╭─ Raw records

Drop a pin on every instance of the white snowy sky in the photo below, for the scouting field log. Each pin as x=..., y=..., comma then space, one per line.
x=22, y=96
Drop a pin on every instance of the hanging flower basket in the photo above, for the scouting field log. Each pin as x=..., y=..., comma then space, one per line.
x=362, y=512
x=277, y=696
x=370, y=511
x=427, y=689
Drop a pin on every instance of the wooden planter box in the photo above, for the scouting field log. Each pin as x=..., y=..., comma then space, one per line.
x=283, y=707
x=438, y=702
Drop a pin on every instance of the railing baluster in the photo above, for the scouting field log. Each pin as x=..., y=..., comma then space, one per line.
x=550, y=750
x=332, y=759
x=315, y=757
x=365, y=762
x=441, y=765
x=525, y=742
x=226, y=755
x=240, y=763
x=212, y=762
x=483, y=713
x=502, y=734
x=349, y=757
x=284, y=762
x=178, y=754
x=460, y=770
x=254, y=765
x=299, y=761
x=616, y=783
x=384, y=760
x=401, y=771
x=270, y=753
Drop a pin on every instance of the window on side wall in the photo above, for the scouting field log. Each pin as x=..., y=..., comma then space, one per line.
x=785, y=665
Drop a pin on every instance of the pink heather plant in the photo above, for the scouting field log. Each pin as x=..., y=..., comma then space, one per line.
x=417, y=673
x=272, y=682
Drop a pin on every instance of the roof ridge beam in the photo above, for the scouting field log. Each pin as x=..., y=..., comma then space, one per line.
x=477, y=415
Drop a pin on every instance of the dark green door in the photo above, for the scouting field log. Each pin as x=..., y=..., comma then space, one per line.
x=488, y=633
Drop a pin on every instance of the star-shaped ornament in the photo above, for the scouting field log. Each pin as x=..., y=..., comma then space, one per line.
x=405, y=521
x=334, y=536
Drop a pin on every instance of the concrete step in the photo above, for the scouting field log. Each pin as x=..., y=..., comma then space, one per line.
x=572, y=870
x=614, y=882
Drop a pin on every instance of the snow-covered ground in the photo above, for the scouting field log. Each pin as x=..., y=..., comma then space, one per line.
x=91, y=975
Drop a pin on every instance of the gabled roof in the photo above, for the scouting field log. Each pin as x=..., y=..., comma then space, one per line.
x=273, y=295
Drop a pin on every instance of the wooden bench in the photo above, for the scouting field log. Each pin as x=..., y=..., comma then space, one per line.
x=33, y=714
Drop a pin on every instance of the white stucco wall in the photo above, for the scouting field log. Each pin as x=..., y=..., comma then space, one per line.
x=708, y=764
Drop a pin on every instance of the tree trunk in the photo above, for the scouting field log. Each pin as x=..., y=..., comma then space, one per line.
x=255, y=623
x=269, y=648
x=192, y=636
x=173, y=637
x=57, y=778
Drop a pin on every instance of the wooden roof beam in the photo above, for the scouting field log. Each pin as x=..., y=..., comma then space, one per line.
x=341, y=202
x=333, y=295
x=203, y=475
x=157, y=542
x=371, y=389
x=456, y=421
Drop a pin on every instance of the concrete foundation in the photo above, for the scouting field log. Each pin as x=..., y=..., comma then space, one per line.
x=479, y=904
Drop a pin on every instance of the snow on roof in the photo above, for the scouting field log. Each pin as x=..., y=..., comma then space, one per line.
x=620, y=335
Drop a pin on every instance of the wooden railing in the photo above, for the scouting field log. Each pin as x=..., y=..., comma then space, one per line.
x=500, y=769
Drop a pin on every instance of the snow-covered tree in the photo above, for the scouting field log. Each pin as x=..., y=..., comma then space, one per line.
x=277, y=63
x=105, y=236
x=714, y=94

╰─

» Given task: Reproduce all of the items above word for word, with nothing changed.

» Output for this task:
Drop a pin on every instance of the white snowy sky in the photo below, for the scouting field log. Each pin as x=..., y=..., comma then space, one per line.
x=22, y=96
Drop a pin on every instance of the hanging flower basket in the photo above, for the scouting field log. Each pin as x=..., y=..., comma then space, one per line.
x=362, y=512
x=277, y=696
x=370, y=511
x=427, y=689
Drop a pin on every instance of the wooden planter box in the photo above, for the scouting field log. Each pin as x=..., y=..., comma then space, one per line.
x=283, y=707
x=438, y=702
Drop a pin on every instance of the railing baluster in the photo above, for the scouting field log. Each pin as x=..., y=..., comma then space, one per line.
x=550, y=750
x=332, y=759
x=315, y=757
x=365, y=762
x=441, y=765
x=525, y=742
x=226, y=755
x=240, y=763
x=212, y=762
x=483, y=713
x=502, y=734
x=349, y=757
x=284, y=762
x=178, y=754
x=460, y=770
x=254, y=765
x=299, y=761
x=616, y=783
x=384, y=760
x=401, y=771
x=270, y=753
Drop a pin on every instance of the window on side wall in the photo above, for the scouting field log. Each pin as x=..., y=..., comma then space, one per line.
x=785, y=665
Drop a pin on every instance of the pink heather plant in the photo above, for the scouting field log. Each pin as x=..., y=..., comma then space, one per line.
x=417, y=673
x=272, y=682
Drop a pin on every instance of the roof ridge beam in the photo above, for the scouting field log. Each pin as x=..., y=..., comma then space, one per line.
x=477, y=415
Drop a pin on every instance of the dark green door in the photo above, for the scouting field log. Each pin as x=..., y=..., comma then space, one per line.
x=488, y=633
Drop a pin on every instance of the star-shaped ornament in the photo above, for the scouting field log. Each pin as x=..., y=..., comma then space, one per line.
x=405, y=521
x=334, y=536
Drop a pin on every instance of the concrete step in the photo above, for the scouting field log. Each pin as x=..., y=..., comma then space, one per line.
x=572, y=870
x=614, y=882
Drop a pin on every instance of the snow-covered ground in the photo above, for the scouting field log. Each pin as x=..., y=..., comma then space, one per line.
x=91, y=975
Drop a pin on every instance of the gabled roof in the photo above, for the scouting field log. Each pin as x=..., y=..., comma then space, one per line.
x=273, y=295
Drop a pin on every instance of the wooden bench in the photo above, for the scouting field log. Each pin as x=..., y=..., comma then space, one per line.
x=33, y=714
Drop a pin on every instance of the white stucco wall in the photo above, for the scouting field log. Each pin as x=..., y=..., comma then space, one per line.
x=708, y=764
Drop a pin on every instance of the tree trunk in the photo above, for the scouting field log. Each pin as x=..., y=..., comma then space, one per line.
x=255, y=623
x=269, y=648
x=192, y=636
x=173, y=637
x=57, y=778
Drop a pin on every instance of the wooden roof beam in the photo above, for the scouting field log. Each pin as x=..., y=..., comma then space, one per line.
x=341, y=202
x=333, y=295
x=203, y=475
x=157, y=542
x=371, y=389
x=456, y=421
Drop a pin on every instance of the concrete foundation in the photo above, for the scouting field log. Each pin as x=..., y=..., comma then space, one per line.
x=479, y=904
Drop a pin on every instance of the snow on roof in the photo above, for the scouting field log. Each pin as x=..., y=..., comma then space, one per line.
x=620, y=335
Drop a pin on every instance of the wooden railing in the photo above, for the scouting field log. Each pin as x=..., y=..., comma then space, one per line.
x=500, y=769
Drop a pin on every instance of the snow-covered tree in the photo above, for the scouting field log. Each pin as x=..., y=..., comma then space, one per line.
x=277, y=63
x=105, y=236
x=714, y=94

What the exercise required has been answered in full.